Restate the records below word for word, leaving nothing out.

Provided records —
__________________________________________________

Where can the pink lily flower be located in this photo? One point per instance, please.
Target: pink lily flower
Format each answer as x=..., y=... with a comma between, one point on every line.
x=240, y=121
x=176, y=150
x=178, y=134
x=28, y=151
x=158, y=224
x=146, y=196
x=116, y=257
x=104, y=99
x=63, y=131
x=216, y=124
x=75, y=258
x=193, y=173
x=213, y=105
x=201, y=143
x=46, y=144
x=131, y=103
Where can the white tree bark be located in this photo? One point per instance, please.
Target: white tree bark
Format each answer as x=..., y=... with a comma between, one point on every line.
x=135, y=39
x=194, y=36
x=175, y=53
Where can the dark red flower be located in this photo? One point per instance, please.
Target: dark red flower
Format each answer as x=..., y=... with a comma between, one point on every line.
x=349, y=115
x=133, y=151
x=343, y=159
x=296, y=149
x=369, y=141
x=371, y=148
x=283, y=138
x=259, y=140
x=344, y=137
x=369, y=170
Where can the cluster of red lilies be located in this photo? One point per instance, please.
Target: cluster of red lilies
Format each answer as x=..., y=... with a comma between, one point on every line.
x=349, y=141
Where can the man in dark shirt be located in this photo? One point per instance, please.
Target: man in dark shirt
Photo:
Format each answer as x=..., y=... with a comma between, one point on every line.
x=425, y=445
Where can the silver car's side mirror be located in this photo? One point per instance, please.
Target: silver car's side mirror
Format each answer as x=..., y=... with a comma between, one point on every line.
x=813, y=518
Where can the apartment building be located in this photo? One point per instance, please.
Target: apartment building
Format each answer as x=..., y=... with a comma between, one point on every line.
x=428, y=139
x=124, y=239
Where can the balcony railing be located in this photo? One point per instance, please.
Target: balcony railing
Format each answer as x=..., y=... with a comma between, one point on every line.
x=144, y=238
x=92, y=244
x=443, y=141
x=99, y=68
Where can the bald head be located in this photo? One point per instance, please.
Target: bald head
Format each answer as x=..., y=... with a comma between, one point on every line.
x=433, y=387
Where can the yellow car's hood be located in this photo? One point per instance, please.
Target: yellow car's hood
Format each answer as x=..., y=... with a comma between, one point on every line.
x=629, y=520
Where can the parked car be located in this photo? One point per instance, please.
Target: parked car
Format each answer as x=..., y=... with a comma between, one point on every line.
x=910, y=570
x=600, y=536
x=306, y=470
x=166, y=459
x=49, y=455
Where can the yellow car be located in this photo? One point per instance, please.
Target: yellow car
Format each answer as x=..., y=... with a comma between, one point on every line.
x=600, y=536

__________________________________________________

Exercise solution —
Where can the pink lily flower be located in this photo? One point per instance, please.
Target: pink lily flower
Format each answer as x=..., y=... with a comma between, one point on every line.
x=240, y=121
x=176, y=150
x=178, y=134
x=28, y=151
x=158, y=224
x=146, y=196
x=116, y=257
x=104, y=99
x=63, y=131
x=216, y=124
x=75, y=258
x=193, y=173
x=213, y=105
x=201, y=143
x=46, y=144
x=131, y=103
Where can the white tree bark be located in this photo? One point per instance, please.
Target: white tree bark
Format each answer as x=..., y=... with a comma between, one point on every line.
x=135, y=39
x=194, y=36
x=175, y=53
Where can the dark red flower be located in this photo? One point per instance, please.
Target: dark red flower
Format each answer as x=..., y=... with a comma between, one point on every line.
x=349, y=115
x=133, y=151
x=343, y=159
x=296, y=149
x=369, y=141
x=371, y=148
x=283, y=138
x=259, y=140
x=344, y=137
x=369, y=170
Where can the cluster of red lilies be located in this photo? One point per instance, please.
Target: cluster of red lilies
Format each answer as x=..., y=... with a comma between, one point on every line.
x=349, y=141
Where can the man in dark shirt be located in this photo? One point per instance, please.
Target: man in dark shirt
Photo:
Format each answer as x=..., y=... with a comma between, one point on every line.
x=425, y=445
Where can the silver car's side mirror be located in this photo? One point per instance, please.
Target: silver car's side mirror
Format each answer as x=..., y=... with a comma between, one point on every line.
x=813, y=518
Where can the apartment building be located in this photo? One point per instance, please.
Target: apartment building
Format each answer as x=..., y=... with a comma between, one point on every line.
x=428, y=139
x=124, y=239
Where can the balcony railing be located in this photo? One point per instance, please.
Target: balcony railing
Format each answer as x=..., y=... with a comma between, one point on every line.
x=144, y=238
x=92, y=244
x=443, y=141
x=99, y=68
Where can the bald head be located in this photo? One point per instance, please.
Target: bald head
Format each answer as x=..., y=... with a comma between, one point on every line.
x=433, y=387
Where can the yellow car's hood be located in this photo? One point per instance, please.
Target: yellow car's hood
Format each answer as x=..., y=... with a comma between, one point on every line.
x=629, y=520
Where can the parked car be located in this photo? One point per instance, please.
Target: parked car
Format each answer as x=..., y=... with a comma between, one point on every line.
x=910, y=570
x=600, y=536
x=306, y=470
x=166, y=459
x=49, y=455
Where can the yellow car be located in this photo? One point per instance, please.
Target: yellow car
Format each answer as x=..., y=... with a comma between, one point on every line.
x=600, y=536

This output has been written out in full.